◆ **DOCUMENT EXCERPT**
↓↓↓

# Cochrane & Sons, Selby



## gordonclark (Jan 19, 2006)

Looking for list of ships built here around same time as Aquamarine in 1911, also any photos of the yard at that time especially the trademark sideways ship[ launches, What a shame I started looking so late, the yard closed in 1995.


----------



## Lady Tredegar (Sep 29, 2006)

Can supply one - my namesake, the tug Lady Tredegar
Details: Weight:	105 tons Length: 80.0 feet Width: 20.6 feet Draught: 9.9 feet
3-cylinder steam engine by Earl & Co of Hull 
Built 1913 by Cochrane & Sons, Selby, their Yard No 591
Launched:	21/07/1913 Completed: 09/1913
Delivered to the Alexandra (Newport & South Wales) Docks & Railway Co Ltd 
She was named after the then Lady Tredegar, who cut the first sod in the works to build the new South Dock at Newport.

↑↑↑

◆ **INFORMATION SUPPLIED**
↓↓↓

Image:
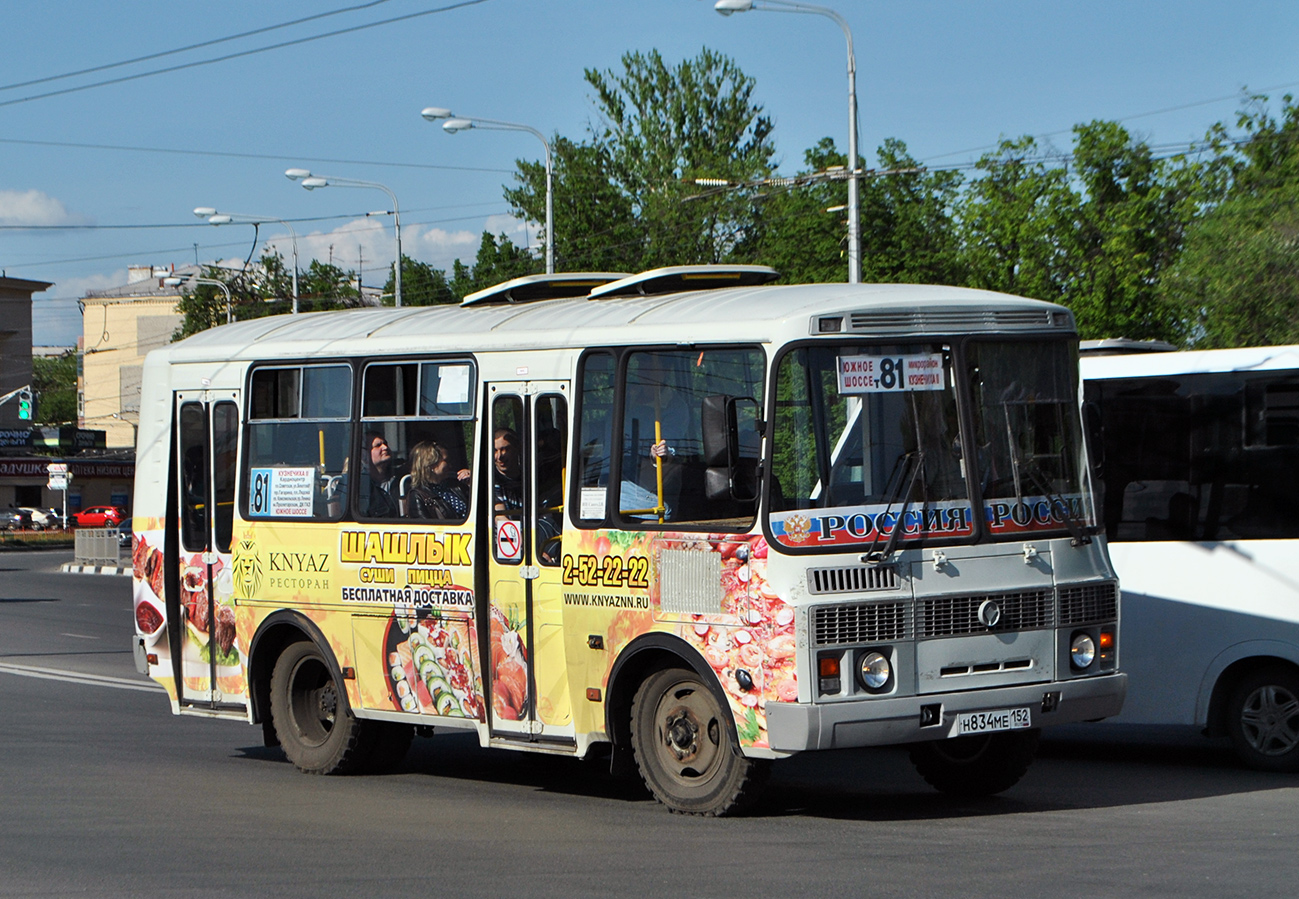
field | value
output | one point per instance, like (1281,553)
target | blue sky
(947,77)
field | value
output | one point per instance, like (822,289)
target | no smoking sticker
(509,541)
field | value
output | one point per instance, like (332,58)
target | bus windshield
(868,448)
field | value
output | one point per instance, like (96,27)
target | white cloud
(35,208)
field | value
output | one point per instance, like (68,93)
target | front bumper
(798,726)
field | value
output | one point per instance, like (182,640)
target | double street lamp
(177,282)
(313,182)
(454,124)
(726,8)
(214,217)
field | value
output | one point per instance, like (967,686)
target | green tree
(626,199)
(498,260)
(907,227)
(421,285)
(796,235)
(595,226)
(1016,221)
(53,381)
(1237,281)
(1130,230)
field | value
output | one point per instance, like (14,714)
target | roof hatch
(533,287)
(686,277)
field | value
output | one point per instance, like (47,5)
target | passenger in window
(508,486)
(383,481)
(435,491)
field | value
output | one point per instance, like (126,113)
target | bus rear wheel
(685,747)
(311,715)
(1263,719)
(977,765)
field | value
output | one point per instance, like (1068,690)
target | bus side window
(594,438)
(299,438)
(551,454)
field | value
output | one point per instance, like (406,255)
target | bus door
(200,596)
(526,668)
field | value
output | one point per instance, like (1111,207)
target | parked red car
(99,516)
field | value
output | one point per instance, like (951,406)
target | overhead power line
(187,48)
(282,44)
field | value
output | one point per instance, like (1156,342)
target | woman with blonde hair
(434,493)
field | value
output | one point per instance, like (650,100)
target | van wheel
(312,719)
(973,767)
(1263,719)
(685,747)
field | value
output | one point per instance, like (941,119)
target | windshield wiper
(1077,530)
(909,463)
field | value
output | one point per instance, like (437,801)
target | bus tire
(1263,719)
(683,741)
(978,765)
(315,726)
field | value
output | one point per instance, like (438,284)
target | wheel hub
(682,735)
(1271,720)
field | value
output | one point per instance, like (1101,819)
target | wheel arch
(277,632)
(1225,672)
(638,660)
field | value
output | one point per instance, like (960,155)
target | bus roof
(724,315)
(1191,361)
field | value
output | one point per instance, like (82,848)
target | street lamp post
(214,217)
(177,282)
(726,8)
(313,182)
(465,122)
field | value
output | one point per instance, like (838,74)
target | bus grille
(863,622)
(857,578)
(950,616)
(1087,603)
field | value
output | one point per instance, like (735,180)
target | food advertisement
(209,635)
(431,664)
(611,583)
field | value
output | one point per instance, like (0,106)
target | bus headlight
(874,671)
(1082,651)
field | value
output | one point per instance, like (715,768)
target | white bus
(1198,455)
(690,519)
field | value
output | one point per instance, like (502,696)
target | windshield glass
(1029,435)
(865,441)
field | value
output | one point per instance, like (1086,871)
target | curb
(73,568)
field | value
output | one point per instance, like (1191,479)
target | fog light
(874,671)
(1082,651)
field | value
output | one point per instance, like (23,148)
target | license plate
(998,719)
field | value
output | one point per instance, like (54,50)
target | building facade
(120,326)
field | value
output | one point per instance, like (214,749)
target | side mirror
(731,435)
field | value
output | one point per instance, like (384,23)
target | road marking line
(78,677)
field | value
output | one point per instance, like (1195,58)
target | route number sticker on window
(891,374)
(282,493)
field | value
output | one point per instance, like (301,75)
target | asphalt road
(103,793)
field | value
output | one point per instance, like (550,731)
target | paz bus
(689,519)
(1198,455)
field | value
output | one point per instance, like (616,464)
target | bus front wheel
(977,765)
(309,711)
(685,747)
(1263,719)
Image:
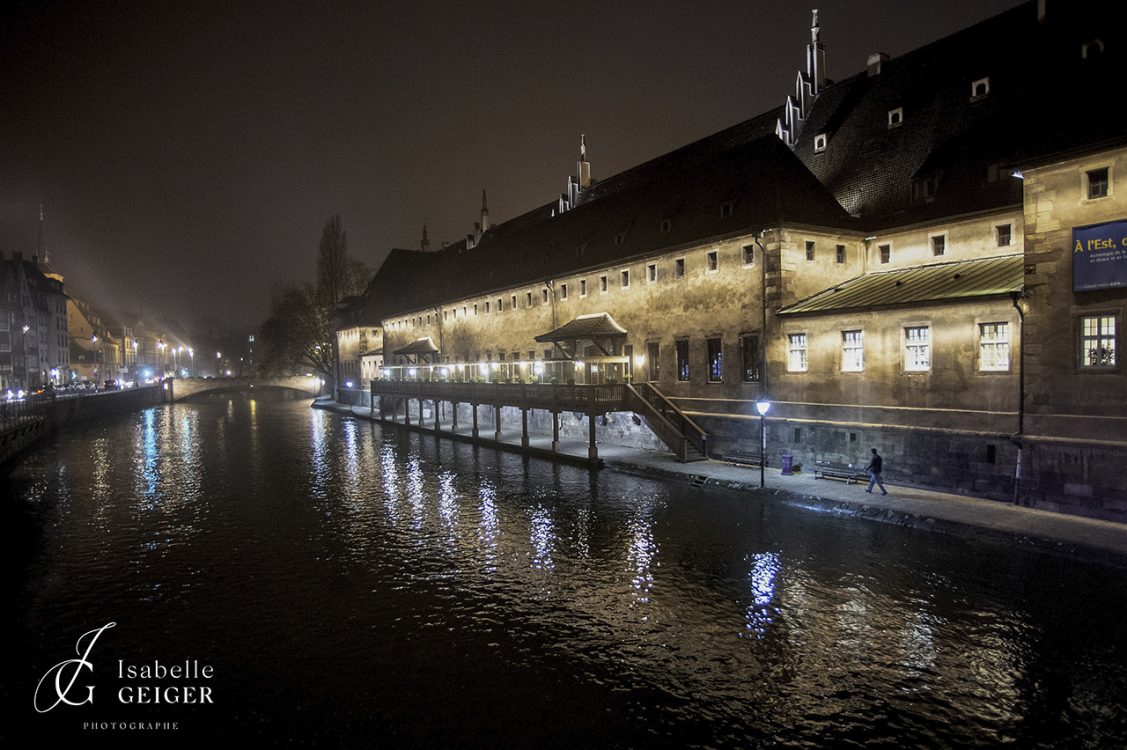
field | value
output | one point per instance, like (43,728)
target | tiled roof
(931,283)
(585,326)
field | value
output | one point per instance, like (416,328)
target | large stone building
(926,257)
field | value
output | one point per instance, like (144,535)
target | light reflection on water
(396,573)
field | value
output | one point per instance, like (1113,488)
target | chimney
(584,166)
(876,60)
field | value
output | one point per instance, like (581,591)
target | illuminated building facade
(890,258)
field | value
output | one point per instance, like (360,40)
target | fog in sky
(188,153)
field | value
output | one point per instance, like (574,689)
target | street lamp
(762,405)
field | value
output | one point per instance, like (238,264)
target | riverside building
(929,256)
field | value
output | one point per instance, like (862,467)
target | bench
(742,457)
(834,470)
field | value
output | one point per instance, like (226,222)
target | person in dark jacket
(875,467)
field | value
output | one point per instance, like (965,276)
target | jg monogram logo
(67,672)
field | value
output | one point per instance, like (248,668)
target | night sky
(188,153)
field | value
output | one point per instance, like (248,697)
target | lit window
(1098,341)
(993,346)
(682,346)
(750,356)
(1098,183)
(796,353)
(715,361)
(852,351)
(917,349)
(1004,235)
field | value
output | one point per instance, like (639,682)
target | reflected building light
(762,580)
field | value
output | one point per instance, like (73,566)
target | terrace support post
(592,450)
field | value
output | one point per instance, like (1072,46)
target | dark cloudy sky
(188,153)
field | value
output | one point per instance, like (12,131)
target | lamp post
(762,405)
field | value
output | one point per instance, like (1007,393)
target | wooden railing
(588,399)
(684,425)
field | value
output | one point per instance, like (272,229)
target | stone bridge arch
(182,388)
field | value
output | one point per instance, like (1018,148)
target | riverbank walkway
(928,509)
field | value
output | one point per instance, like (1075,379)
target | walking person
(875,466)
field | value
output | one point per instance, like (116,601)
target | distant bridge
(182,388)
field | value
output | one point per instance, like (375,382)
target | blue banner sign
(1099,256)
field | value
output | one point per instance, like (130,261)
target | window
(654,358)
(796,353)
(682,345)
(1097,183)
(917,349)
(852,351)
(1004,235)
(750,358)
(715,360)
(1098,341)
(994,346)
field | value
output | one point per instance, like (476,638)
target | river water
(355,587)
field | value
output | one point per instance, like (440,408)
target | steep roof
(932,283)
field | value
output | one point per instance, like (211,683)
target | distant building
(928,257)
(34,347)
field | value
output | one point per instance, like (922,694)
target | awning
(418,346)
(595,325)
(941,282)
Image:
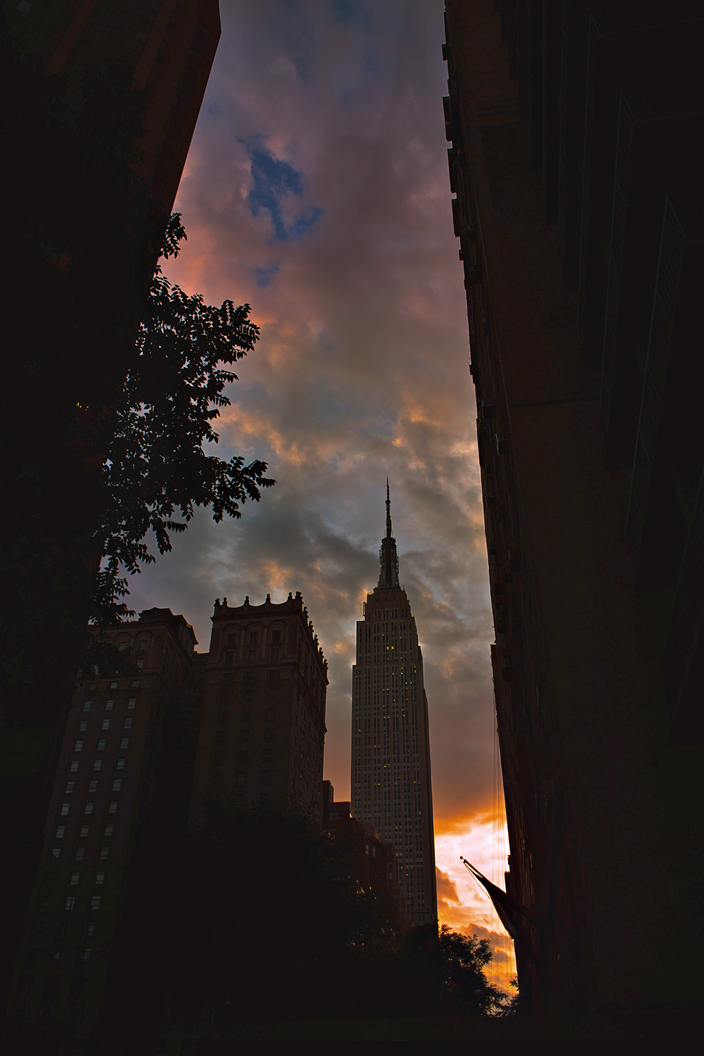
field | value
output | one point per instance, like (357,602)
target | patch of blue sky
(265,276)
(352,12)
(274,180)
(372,61)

↑↑↑

◆ **ACTIONS TO TAKE**
1) Reproduce the Cochrane & Sons thread in full, word for word.
2) Pick out each line of the entries that contains the string "roof".
The Cochrane & Sons thread and the entries come from unrelated sources.

◆ **ANSWERS TO THE EXERCISE**
1)
# Cochrane & Sons, Selby



## gordonclark (Jan 19, 2006)

Looking for list of ships built here around same time as Aquamarine in 1911, also any photos of the yard at that time especially the trademark sideways ship[ launches, What a shame I started looking so late, the yard closed in 1995.


----------



## Lady Tredegar (Sep 29, 2006)

Can supply one - my namesake, the tug Lady Tredegar
Details: Weight:	105 tons Length: 80.0 feet Width: 20.6 feet Draught: 9.9 feet
3-cylinder steam engine by Earl & Co of Hull 
Built 1913 by Cochrane & Sons, Selby, their Yard No 591
Launched:	21/07/1913 Completed: 09/1913
Delivered to the Alexandra (Newport & South Wales) Docks & Railway Co Ltd 
She was named after the then Lady Tredegar, who cut the first sod in the works to build the new South Dock at Newport.

2)
target | roof hatch
target | bus roof
target | tiled roof
target | steep roof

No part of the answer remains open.